WHAT TO DO :: Output the listing in full. Every line stays exactly as it is.
═══ ENTRIES PROVIDED
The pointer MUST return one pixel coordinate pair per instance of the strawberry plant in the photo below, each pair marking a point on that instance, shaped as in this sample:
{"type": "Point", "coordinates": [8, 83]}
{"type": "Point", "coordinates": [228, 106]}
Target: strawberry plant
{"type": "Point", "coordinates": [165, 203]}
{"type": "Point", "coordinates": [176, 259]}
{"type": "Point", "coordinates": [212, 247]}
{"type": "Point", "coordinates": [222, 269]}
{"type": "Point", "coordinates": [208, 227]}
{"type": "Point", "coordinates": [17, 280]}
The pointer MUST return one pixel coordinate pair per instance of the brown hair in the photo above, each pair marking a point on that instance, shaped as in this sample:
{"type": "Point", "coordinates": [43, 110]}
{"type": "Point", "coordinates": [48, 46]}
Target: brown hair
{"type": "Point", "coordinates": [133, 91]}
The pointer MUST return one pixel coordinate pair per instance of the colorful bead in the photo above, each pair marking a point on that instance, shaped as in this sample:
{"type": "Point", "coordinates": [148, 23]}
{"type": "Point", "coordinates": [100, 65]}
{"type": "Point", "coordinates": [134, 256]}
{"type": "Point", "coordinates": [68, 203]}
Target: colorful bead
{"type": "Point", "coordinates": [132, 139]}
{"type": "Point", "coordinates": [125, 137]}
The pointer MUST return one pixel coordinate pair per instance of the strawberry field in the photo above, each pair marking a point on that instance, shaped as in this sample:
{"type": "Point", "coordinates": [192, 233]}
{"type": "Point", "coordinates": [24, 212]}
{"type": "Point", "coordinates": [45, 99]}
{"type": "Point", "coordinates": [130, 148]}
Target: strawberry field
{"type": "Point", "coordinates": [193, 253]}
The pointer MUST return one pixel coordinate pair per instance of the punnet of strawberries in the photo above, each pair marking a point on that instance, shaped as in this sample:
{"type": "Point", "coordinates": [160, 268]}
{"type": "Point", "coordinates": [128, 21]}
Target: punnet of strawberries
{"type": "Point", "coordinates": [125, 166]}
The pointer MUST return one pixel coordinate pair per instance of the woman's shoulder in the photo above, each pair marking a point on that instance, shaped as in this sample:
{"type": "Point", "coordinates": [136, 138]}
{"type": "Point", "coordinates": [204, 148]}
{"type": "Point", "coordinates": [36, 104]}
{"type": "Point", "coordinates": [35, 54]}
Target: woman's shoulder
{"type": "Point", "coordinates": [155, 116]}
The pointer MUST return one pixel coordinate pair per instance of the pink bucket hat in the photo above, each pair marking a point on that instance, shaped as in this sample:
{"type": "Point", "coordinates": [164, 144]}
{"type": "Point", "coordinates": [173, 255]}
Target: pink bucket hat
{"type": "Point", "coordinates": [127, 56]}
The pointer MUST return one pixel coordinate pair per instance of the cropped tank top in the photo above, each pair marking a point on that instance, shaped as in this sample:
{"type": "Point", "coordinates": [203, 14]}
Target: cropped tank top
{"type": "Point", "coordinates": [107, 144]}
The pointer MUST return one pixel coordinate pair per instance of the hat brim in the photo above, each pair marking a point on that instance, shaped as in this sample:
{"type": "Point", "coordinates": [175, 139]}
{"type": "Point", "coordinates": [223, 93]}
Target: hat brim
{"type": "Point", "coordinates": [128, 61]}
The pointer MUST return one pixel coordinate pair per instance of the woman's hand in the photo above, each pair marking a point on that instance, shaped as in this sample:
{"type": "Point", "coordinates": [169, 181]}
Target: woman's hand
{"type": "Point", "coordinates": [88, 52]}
══════
RESPONSE BELOW ::
The pointer MUST return one pixel coordinate pair per instance of the strawberry plant in the photo below, each pair marking a point on that instance, shaped as in this sample:
{"type": "Point", "coordinates": [8, 83]}
{"type": "Point", "coordinates": [228, 106]}
Target: strawberry plant
{"type": "Point", "coordinates": [165, 203]}
{"type": "Point", "coordinates": [176, 259]}
{"type": "Point", "coordinates": [212, 247]}
{"type": "Point", "coordinates": [222, 269]}
{"type": "Point", "coordinates": [208, 227]}
{"type": "Point", "coordinates": [17, 280]}
The pointer MUST return one pixel coordinate pair per instance of the brown hair in the photo above, each pair marking a point on that instance, shaped as in this sample:
{"type": "Point", "coordinates": [43, 110]}
{"type": "Point", "coordinates": [48, 46]}
Target: brown hair
{"type": "Point", "coordinates": [133, 91]}
The pointer MUST return one pixel coordinate pair per instance of the colorful bead in the photo above, each pair marking a point on that instance, shaped as in this sample:
{"type": "Point", "coordinates": [148, 23]}
{"type": "Point", "coordinates": [100, 65]}
{"type": "Point", "coordinates": [134, 256]}
{"type": "Point", "coordinates": [68, 203]}
Target: colorful bead
{"type": "Point", "coordinates": [132, 139]}
{"type": "Point", "coordinates": [125, 137]}
The pointer MUST return one pixel coordinate pair per instance of the strawberry field in the photo above, each pair marking a point on that instance, shaped as in this sample:
{"type": "Point", "coordinates": [192, 233]}
{"type": "Point", "coordinates": [24, 212]}
{"type": "Point", "coordinates": [45, 99]}
{"type": "Point", "coordinates": [130, 148]}
Target: strawberry field
{"type": "Point", "coordinates": [193, 253]}
The pointer MUST return one pixel coordinate pair per instance of the punnet of strawberries in the photo above, each pair marking a point on that instance, shaped as in this sample:
{"type": "Point", "coordinates": [160, 268]}
{"type": "Point", "coordinates": [128, 21]}
Target: punnet of strawberries
{"type": "Point", "coordinates": [125, 166]}
The pointer MUST return one pixel coordinate pair per instance of the woman's shoulder in the photo above, each pair marking a point on that instance, shaped as in this sample:
{"type": "Point", "coordinates": [136, 138]}
{"type": "Point", "coordinates": [204, 148]}
{"type": "Point", "coordinates": [36, 104]}
{"type": "Point", "coordinates": [35, 54]}
Target: woman's shoulder
{"type": "Point", "coordinates": [155, 116]}
The pointer MUST return one pixel coordinate pair per instance of the pink bucket hat in the photo above, each pair marking a point on that instance, shaped as in this sample:
{"type": "Point", "coordinates": [164, 144]}
{"type": "Point", "coordinates": [173, 255]}
Target: pink bucket hat
{"type": "Point", "coordinates": [127, 56]}
The pointer MUST return one pixel coordinate pair per instance of the cropped tank top in the photo above, each pair marking a point on that instance, shaped as in this sample:
{"type": "Point", "coordinates": [203, 14]}
Target: cropped tank top
{"type": "Point", "coordinates": [107, 144]}
The pointer MUST return one pixel coordinate pair per instance of the hat brim in the photo above, each pair marking a point on that instance, shaped as in this sample:
{"type": "Point", "coordinates": [175, 139]}
{"type": "Point", "coordinates": [223, 93]}
Target: hat brim
{"type": "Point", "coordinates": [128, 61]}
The pointer MUST return one pixel coordinate pair per instance of the woman's hand in the photo above, each pair marking a point on that instance, shaped as in this sample:
{"type": "Point", "coordinates": [169, 181]}
Target: woman's hand
{"type": "Point", "coordinates": [88, 52]}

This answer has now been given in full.